> Written instruction: Quote the listing below word for word, omitting the pictures.

:: Rows ::

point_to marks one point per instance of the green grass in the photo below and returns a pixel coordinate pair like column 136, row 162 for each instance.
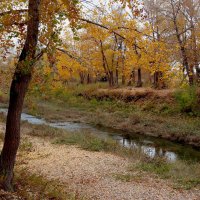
column 31, row 186
column 184, row 175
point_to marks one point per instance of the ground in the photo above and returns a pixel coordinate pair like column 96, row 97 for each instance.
column 92, row 175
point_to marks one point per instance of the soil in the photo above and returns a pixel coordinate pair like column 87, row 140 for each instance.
column 93, row 174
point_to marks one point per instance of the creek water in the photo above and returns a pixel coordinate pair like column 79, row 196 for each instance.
column 152, row 147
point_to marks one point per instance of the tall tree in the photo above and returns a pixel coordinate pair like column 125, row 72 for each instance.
column 19, row 85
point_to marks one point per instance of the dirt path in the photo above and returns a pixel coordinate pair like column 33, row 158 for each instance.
column 93, row 174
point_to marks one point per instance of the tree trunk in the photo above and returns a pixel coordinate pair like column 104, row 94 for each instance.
column 19, row 85
column 132, row 78
column 139, row 82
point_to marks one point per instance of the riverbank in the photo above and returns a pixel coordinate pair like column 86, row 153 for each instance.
column 153, row 113
column 47, row 166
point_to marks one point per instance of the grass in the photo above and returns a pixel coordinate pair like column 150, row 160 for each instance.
column 31, row 186
column 178, row 172
column 184, row 175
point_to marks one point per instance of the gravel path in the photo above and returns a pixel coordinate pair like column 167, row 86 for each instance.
column 92, row 174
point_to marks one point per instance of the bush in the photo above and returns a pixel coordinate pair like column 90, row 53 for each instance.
column 187, row 100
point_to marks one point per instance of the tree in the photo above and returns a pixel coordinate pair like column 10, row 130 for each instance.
column 19, row 85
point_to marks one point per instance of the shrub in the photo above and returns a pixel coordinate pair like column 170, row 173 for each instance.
column 187, row 100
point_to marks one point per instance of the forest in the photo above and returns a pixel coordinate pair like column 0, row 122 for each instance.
column 100, row 99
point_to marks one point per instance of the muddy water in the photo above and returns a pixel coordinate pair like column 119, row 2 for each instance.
column 151, row 146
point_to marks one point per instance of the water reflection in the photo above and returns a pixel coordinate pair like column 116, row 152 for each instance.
column 152, row 147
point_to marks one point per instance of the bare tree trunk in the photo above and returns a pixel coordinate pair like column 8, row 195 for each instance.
column 139, row 81
column 20, row 82
column 132, row 78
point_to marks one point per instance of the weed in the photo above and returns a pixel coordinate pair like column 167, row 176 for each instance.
column 187, row 100
column 179, row 172
column 32, row 186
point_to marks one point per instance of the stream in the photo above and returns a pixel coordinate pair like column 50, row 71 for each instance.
column 152, row 147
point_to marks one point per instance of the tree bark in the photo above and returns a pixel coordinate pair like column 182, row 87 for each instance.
column 139, row 81
column 19, row 85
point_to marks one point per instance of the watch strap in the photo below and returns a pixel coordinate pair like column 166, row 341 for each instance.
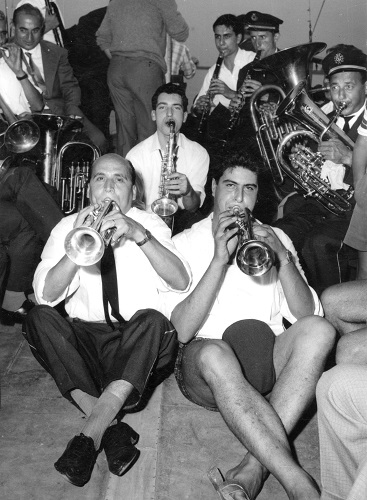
column 148, row 236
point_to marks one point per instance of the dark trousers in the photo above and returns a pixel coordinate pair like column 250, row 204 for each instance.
column 28, row 215
column 89, row 356
column 132, row 83
column 317, row 235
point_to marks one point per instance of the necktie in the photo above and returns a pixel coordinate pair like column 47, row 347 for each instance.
column 35, row 73
column 346, row 126
column 109, row 286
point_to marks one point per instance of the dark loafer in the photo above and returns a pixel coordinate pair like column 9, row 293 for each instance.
column 118, row 443
column 9, row 318
column 77, row 461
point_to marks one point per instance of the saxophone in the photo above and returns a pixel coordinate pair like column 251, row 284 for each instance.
column 205, row 114
column 166, row 206
column 236, row 110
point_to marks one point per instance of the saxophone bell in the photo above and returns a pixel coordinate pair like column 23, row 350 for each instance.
column 166, row 206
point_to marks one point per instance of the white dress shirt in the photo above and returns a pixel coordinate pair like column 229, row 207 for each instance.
column 192, row 160
column 139, row 286
column 240, row 296
column 242, row 58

:::

> Problem solution:
point_to marks one point per instance of the green grass in the photo below and returns a pixel coordinate pair like column 136, row 162 for each instance.
column 31, row 186
column 184, row 175
point_to marks one point per instance of the ground in the photo above and returns a pixel coordinate pair like column 96, row 97 for each instance.
column 92, row 175
point_to marks one point per instance of the soil in the photo above and returns a pixel coordinate pair like column 87, row 140 for each instance.
column 93, row 174
point_to marks one point per instance of the creek water in the photo above and returns a pixel coordinate pair like column 79, row 196 for each instance.
column 152, row 147
point_to marks one point per instance of the tall tree in the photo above and returns a pixel coordinate pair like column 125, row 72 for each instance.
column 19, row 85
point_to marks one point per instance of the dirt path in the photo above and returns a pixel coordinate pair like column 33, row 158 for each instance.
column 93, row 174
point_to marks one point per instance of the tree trunk in the photo above and returns a pixel coordinate pair like column 104, row 94 for each instance.
column 19, row 85
column 132, row 78
column 139, row 82
point_to marks one point per instance of the riverbank in the photo above and returns a pixel coordinate pair like column 86, row 153 for each instance.
column 153, row 113
column 47, row 166
point_to marks one point per instance of the grass in the photo above and returns a pixel coordinate pair like column 150, row 160 for each instance.
column 31, row 186
column 178, row 172
column 184, row 175
point_to marks one point per instance of the gravel path in the photo above and returns a pixel coordinate pair like column 167, row 86 for each instance.
column 92, row 174
point_to marks one point per instance of the bush in the photo above and returns a pixel coordinate pair like column 90, row 53 for each instance.
column 187, row 100
point_to marks one point per instance of the tree in the photo above and returns a pixel coordinate pair like column 10, row 130 for each instance.
column 19, row 85
point_to marks one point per instance of the shrub in the photo above and returns a pixel coordinate pair like column 170, row 173 for each instance.
column 187, row 100
point_to marks one point per instance of the forest in the photo above and returns a pixel coordinate pair like column 0, row 122 for each instance.
column 100, row 99
point_to marks one point per instance of the muddy water in the photo above and returns a pixel coordinate pair like column 119, row 2 for each instance.
column 151, row 146
point_to marks one point per instance of the water reflection in the photo above and returns a pixel coordinate pair like column 116, row 152 for each instance.
column 152, row 147
point_to marks one point per instance of the bare tree trunk in the photo above and returns a pixel coordinate pair like column 8, row 195 for each instance.
column 139, row 81
column 20, row 82
column 132, row 78
point_to marks one point per instance of the weed in the photo above and returns a pixel coordinate pair like column 167, row 176 for each instance.
column 187, row 100
column 179, row 172
column 32, row 186
point_to marks one point per instance of the stream in the photo above and returns a pixel coordinate pair like column 50, row 71 for each instance.
column 152, row 147
point_to marks one point per instance of the tree bark in the photo above and returns a pixel coordinate pair like column 182, row 87 for each instance.
column 139, row 81
column 19, row 85
point_to marks one point per instance of the watch strap in the photo below and returns a pixel coordinate pair like column 166, row 341 for each instance.
column 148, row 236
point_to marks one point per instance of the dark trousers in the photo above and returns a pixel coordinate pair like column 250, row 204 for each instance.
column 28, row 215
column 89, row 356
column 132, row 83
column 317, row 235
point_to marks one point per instance of the necktie in the photo above and returns a pixel coordinate pair like column 47, row 347 for each instance.
column 35, row 73
column 346, row 126
column 109, row 286
point_to marks one point per instance of the dark loafer in the photo above and returns a pixel coordinate pair like column 9, row 293 for each instance.
column 118, row 443
column 9, row 318
column 77, row 461
point_to marks one point per instance of the saxophone in the photo above and returns a pixel coordinate pair like column 251, row 284 for each instance.
column 205, row 114
column 166, row 206
column 236, row 110
point_to marks one point per instance of the saxophone bell in the photo above and returns a pixel coordinate pair like column 23, row 350 for each instance.
column 166, row 206
point_to marks one point per instance of the white dress shirt in the photo above and returns a pixel coordinate pair like column 229, row 207 for each instance.
column 192, row 160
column 139, row 286
column 240, row 296
column 242, row 58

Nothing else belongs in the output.